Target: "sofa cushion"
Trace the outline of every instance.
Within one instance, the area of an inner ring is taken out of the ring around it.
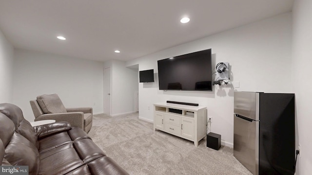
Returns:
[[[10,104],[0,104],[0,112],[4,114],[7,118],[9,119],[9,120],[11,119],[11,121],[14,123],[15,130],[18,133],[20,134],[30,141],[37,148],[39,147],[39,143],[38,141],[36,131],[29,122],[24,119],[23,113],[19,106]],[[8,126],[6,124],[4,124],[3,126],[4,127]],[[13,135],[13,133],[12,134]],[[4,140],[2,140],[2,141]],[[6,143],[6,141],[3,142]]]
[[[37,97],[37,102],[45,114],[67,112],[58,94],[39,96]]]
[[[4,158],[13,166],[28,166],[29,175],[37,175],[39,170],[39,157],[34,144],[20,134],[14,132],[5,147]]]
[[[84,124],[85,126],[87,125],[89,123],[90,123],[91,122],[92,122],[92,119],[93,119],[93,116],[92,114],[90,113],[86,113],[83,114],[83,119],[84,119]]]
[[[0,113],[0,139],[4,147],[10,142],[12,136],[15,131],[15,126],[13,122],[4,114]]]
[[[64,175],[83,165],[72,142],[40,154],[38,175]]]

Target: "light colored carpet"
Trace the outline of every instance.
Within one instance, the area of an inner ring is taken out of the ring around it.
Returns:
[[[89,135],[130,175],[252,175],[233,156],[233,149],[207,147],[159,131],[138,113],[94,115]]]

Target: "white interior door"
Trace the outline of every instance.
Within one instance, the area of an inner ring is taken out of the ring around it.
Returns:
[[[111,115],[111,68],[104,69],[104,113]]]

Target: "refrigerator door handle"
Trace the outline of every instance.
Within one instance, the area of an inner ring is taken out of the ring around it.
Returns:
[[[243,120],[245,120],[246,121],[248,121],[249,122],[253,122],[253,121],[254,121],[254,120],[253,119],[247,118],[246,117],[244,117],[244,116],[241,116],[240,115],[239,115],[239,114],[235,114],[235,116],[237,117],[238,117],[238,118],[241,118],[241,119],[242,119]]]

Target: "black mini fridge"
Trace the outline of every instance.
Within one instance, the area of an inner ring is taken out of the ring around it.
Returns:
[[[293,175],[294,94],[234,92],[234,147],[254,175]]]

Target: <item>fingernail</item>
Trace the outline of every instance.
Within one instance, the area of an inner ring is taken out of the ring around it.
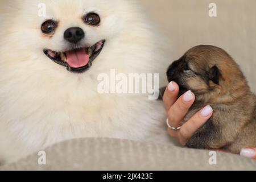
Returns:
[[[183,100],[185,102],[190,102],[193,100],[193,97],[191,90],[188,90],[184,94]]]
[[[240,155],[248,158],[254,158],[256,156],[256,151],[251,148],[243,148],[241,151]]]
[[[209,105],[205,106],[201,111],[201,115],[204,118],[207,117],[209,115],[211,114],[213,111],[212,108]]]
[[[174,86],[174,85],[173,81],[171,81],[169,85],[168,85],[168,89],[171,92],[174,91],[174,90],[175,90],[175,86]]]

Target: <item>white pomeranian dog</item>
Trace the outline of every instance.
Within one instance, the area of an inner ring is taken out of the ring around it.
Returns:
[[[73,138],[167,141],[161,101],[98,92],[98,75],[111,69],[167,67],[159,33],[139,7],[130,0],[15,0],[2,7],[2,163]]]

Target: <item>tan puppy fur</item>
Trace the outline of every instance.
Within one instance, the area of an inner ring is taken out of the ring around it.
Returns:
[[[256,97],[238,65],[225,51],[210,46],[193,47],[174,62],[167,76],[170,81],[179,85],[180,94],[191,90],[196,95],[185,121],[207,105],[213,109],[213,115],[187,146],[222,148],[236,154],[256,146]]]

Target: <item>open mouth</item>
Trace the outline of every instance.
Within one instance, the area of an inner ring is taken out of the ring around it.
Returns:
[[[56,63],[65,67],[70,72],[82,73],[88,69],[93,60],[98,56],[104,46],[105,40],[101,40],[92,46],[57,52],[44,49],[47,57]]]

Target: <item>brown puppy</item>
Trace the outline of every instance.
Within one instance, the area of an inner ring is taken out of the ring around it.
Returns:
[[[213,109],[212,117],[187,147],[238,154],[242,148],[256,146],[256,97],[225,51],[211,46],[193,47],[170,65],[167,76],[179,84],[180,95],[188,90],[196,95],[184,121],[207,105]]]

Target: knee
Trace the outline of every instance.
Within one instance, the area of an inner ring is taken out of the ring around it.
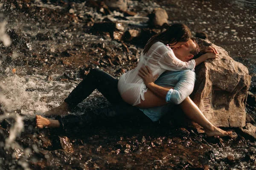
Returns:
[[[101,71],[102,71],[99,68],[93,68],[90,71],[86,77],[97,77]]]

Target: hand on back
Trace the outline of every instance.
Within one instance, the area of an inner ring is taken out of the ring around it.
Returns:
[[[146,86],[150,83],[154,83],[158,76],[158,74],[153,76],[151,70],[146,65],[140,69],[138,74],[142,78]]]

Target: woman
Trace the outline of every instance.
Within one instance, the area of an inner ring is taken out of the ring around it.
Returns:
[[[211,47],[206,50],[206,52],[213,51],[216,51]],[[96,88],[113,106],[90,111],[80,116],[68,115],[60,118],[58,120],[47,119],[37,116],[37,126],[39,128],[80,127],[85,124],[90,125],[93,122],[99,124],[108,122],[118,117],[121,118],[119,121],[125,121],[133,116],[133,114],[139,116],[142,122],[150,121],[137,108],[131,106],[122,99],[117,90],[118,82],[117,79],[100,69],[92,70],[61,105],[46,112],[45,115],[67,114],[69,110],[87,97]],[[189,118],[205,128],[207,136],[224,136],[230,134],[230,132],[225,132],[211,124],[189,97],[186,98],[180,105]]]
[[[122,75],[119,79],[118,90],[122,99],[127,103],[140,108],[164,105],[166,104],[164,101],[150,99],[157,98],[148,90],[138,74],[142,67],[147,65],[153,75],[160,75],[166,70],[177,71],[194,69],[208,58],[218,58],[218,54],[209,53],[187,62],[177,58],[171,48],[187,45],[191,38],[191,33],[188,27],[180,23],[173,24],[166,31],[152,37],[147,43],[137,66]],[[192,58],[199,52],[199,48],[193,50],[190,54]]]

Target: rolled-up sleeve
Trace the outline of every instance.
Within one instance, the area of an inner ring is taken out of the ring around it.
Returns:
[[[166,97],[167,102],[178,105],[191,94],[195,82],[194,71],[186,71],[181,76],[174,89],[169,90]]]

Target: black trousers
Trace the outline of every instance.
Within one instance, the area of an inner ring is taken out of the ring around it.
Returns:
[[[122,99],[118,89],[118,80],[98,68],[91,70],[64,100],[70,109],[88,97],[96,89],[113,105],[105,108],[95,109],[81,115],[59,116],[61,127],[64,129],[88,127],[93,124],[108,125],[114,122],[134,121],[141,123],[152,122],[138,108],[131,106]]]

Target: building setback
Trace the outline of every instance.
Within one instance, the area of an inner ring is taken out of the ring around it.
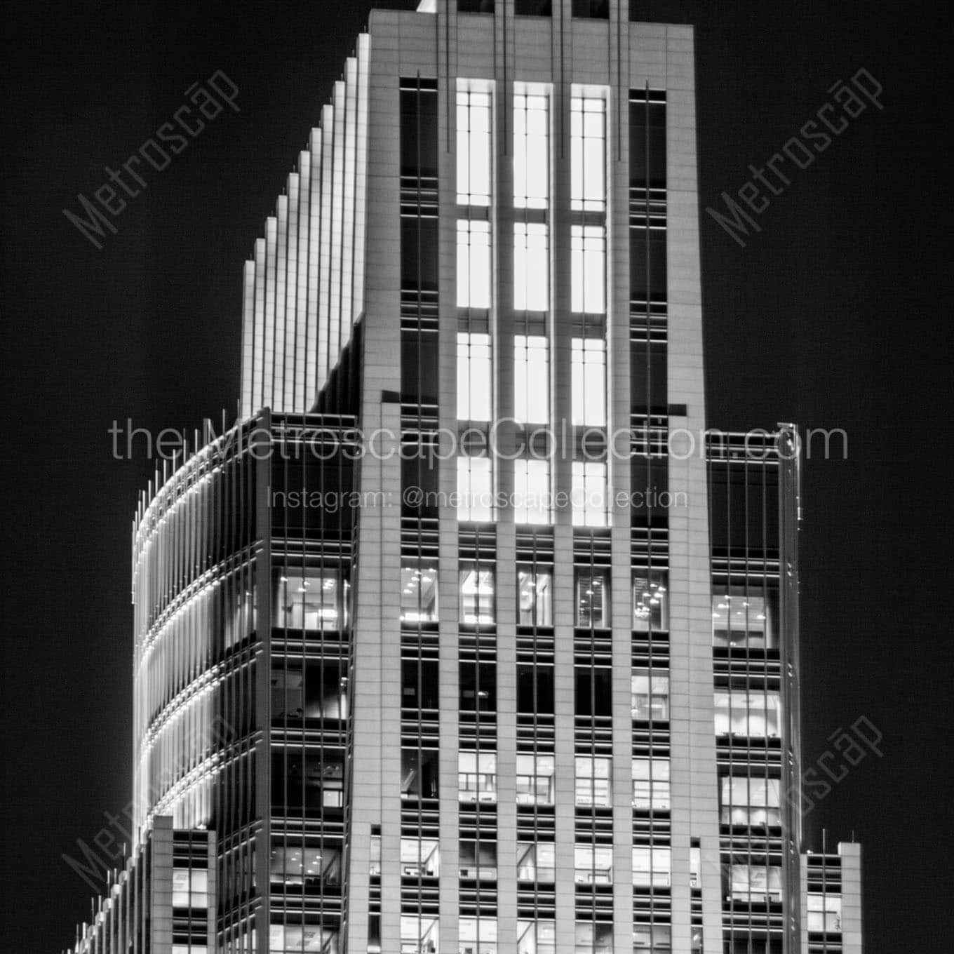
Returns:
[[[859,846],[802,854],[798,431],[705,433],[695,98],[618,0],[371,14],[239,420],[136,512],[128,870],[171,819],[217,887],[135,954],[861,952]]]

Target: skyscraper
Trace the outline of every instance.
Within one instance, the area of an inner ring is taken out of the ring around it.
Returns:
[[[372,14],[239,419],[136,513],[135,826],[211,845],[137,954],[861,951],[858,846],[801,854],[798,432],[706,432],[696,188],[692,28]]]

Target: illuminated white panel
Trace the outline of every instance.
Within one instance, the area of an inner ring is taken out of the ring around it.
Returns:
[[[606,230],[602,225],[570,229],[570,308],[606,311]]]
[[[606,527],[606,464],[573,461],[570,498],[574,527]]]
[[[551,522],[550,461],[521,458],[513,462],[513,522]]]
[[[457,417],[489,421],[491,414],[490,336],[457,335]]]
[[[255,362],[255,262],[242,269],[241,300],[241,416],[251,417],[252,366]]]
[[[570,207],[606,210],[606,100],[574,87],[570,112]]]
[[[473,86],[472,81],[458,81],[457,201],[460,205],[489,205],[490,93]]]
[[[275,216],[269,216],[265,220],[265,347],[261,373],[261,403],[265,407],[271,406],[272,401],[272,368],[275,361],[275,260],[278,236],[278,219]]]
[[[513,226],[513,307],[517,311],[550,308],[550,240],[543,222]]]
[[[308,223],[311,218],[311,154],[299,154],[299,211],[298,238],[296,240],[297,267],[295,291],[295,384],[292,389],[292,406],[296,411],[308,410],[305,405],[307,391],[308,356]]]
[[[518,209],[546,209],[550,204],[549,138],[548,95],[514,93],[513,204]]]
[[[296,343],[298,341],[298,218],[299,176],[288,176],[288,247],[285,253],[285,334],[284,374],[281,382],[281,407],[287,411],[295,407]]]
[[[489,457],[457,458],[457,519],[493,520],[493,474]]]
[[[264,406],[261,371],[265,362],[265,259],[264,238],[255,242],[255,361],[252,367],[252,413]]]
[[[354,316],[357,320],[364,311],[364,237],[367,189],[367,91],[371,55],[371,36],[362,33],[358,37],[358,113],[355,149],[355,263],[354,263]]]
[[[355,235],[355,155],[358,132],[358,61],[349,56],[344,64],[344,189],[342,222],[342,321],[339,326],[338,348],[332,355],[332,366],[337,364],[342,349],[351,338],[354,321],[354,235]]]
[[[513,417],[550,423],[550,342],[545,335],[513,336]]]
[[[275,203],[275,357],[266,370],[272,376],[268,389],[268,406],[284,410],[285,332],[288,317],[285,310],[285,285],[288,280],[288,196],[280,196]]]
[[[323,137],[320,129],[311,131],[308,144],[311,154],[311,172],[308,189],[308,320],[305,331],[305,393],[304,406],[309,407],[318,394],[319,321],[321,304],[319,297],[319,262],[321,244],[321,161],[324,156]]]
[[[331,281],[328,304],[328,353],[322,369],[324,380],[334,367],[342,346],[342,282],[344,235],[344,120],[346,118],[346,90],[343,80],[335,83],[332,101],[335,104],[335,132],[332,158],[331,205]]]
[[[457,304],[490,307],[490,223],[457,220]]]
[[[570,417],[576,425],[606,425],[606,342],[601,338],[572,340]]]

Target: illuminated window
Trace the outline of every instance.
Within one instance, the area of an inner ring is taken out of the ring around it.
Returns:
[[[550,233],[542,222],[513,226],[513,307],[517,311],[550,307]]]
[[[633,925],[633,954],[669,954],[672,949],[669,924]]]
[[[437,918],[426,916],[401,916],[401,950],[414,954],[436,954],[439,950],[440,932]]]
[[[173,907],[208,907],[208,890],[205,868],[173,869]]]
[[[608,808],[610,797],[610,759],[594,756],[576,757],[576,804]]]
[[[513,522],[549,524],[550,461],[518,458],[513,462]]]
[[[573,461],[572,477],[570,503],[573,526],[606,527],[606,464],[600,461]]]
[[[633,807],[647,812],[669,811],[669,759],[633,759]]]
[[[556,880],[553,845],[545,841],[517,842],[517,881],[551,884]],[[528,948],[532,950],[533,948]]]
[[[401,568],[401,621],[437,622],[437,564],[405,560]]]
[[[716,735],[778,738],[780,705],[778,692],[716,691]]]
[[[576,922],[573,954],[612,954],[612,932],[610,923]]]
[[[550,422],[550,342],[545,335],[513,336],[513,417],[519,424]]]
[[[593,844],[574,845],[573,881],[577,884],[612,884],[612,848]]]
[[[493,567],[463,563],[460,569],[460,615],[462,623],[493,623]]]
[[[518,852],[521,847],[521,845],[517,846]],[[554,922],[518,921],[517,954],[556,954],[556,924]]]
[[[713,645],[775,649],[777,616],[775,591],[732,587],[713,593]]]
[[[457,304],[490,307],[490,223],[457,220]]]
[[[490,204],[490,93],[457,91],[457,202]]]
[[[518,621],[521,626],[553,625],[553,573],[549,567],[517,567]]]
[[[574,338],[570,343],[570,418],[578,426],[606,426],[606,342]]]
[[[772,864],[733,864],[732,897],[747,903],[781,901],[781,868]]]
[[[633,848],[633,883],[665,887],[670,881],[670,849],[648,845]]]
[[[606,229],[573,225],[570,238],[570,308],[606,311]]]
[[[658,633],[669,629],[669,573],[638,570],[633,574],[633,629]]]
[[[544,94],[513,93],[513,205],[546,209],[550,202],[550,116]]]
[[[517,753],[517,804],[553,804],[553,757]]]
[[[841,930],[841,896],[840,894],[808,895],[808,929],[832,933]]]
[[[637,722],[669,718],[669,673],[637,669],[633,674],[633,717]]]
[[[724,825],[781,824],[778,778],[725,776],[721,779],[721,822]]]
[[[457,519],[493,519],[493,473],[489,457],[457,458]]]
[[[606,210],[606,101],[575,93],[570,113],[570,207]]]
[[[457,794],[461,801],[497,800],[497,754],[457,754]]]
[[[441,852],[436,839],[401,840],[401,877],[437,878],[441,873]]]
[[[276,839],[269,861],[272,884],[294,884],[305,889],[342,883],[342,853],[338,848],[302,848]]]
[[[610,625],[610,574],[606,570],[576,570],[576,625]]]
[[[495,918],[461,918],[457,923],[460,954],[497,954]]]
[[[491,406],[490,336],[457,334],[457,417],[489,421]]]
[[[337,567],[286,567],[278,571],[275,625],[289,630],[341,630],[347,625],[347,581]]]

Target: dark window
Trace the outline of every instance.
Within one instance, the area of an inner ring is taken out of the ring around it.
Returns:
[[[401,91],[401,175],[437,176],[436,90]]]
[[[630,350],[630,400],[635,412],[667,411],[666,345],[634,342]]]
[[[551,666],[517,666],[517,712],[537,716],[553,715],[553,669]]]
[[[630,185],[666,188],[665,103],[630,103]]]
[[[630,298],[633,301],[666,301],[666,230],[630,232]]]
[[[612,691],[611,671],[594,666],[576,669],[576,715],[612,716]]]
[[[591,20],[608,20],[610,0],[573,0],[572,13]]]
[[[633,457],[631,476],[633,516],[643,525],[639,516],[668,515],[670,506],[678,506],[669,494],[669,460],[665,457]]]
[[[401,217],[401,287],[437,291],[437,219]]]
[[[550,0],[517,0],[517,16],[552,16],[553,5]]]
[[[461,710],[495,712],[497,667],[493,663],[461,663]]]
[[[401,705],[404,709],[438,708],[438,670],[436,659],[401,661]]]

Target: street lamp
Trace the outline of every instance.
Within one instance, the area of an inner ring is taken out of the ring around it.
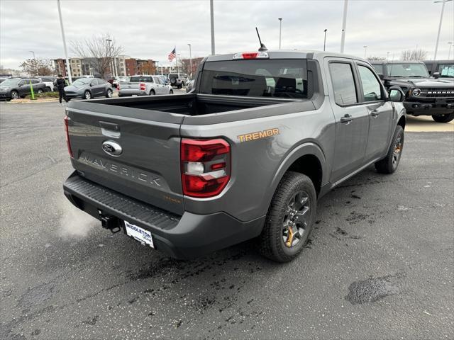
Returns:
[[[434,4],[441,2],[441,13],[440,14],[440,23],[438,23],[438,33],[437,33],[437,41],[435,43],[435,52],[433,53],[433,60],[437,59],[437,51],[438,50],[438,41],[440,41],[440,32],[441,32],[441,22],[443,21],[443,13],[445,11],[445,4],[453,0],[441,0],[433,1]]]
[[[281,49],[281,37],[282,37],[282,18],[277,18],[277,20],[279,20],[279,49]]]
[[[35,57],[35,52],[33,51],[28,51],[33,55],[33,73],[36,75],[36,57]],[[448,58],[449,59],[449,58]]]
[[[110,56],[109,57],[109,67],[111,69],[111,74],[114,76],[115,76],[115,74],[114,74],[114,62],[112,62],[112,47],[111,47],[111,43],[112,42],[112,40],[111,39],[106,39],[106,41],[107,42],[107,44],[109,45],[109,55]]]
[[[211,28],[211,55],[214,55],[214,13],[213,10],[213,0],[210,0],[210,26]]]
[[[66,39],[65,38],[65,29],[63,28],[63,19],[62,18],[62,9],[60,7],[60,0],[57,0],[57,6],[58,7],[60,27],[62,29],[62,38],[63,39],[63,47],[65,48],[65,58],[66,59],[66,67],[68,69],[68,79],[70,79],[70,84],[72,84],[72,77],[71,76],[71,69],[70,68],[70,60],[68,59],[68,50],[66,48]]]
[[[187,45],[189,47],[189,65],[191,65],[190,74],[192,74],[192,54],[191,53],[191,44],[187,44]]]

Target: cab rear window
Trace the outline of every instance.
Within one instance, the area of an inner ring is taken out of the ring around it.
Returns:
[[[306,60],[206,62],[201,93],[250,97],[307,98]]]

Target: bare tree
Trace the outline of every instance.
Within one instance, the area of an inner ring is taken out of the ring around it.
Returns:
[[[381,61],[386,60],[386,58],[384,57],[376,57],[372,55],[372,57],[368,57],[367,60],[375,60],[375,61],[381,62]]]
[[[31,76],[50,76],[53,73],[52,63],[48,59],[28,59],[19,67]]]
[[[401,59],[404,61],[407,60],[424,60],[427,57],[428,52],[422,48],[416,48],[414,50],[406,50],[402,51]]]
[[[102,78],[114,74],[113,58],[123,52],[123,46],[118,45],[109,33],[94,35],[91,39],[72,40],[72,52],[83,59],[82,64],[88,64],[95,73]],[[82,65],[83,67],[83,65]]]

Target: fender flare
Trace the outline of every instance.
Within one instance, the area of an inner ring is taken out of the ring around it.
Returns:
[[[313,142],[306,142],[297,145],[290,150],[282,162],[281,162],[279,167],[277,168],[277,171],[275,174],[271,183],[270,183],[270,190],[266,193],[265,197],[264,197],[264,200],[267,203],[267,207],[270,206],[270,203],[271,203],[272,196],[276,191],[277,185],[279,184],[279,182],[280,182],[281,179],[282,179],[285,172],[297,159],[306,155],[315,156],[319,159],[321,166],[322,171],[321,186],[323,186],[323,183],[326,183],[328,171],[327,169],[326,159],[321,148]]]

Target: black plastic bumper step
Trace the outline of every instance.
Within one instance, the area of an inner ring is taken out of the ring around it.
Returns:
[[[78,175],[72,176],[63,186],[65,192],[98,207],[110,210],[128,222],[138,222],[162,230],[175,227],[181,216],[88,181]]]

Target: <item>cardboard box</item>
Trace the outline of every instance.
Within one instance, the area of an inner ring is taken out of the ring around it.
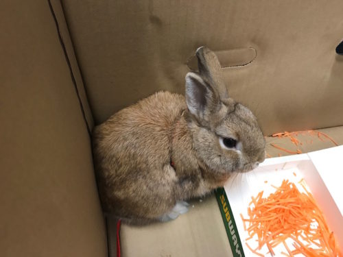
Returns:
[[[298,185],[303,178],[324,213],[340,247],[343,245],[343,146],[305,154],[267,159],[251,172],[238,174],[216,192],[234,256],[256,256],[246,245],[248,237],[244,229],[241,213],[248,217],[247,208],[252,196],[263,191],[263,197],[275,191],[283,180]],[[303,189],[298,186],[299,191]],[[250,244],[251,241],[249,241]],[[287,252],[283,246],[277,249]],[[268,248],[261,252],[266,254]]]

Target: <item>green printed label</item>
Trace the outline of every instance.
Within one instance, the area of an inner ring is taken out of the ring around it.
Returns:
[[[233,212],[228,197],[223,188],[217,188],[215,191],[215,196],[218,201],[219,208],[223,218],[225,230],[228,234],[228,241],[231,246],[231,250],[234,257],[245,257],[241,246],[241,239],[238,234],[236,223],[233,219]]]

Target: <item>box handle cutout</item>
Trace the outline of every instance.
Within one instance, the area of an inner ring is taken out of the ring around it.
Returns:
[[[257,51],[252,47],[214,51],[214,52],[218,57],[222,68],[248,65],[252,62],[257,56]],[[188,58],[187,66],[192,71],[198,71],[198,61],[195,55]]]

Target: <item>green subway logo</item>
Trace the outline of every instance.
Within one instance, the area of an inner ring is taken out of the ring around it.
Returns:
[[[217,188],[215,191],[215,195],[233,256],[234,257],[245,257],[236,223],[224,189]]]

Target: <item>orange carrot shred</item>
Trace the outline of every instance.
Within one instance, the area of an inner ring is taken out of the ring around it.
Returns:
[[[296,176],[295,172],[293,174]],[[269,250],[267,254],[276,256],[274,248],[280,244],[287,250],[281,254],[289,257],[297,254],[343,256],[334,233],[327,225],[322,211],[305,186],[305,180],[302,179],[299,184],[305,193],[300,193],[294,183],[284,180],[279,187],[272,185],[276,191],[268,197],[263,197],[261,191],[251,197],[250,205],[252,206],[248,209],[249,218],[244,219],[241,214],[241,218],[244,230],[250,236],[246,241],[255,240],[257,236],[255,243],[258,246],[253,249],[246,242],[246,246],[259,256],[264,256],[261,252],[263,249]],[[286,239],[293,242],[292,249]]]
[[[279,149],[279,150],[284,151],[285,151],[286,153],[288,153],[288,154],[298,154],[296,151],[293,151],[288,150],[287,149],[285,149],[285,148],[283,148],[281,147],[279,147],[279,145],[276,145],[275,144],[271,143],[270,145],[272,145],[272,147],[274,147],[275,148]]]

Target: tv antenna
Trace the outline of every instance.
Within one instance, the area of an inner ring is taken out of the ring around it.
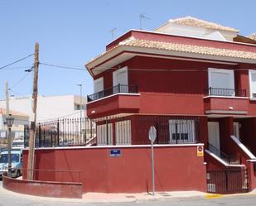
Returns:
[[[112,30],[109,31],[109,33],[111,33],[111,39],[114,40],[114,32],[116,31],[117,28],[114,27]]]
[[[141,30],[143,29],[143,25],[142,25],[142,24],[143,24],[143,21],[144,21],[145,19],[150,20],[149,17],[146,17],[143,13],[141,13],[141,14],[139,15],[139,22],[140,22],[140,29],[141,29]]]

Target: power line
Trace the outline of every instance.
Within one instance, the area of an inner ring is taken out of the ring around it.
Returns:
• • •
Task to complete:
Rewrite the stretch from the line containing "Target: tv antenna" through the end of the records as a numbered list, one line per item, with blank lines dropped and the pictures left out.

Task solution:
1. Target: tv antenna
2. Trace the outline of every instance.
3. Within one instance, the area of an inner ring is taken out of the ring around it.
4. Returns:
5. [[[112,30],[109,31],[109,33],[111,33],[111,39],[114,40],[114,32],[116,31],[117,28],[114,27]]]
6. [[[141,30],[143,29],[143,25],[142,25],[142,24],[143,24],[143,21],[144,21],[145,19],[150,20],[149,17],[146,17],[143,13],[141,13],[141,14],[139,15],[139,22],[140,22],[140,29],[141,29]]]
7. Target: power line
8. Trace the outline of every instance.
9. Within one instance, the area of an inner ring is taken out of the ring around it.
10. Returns:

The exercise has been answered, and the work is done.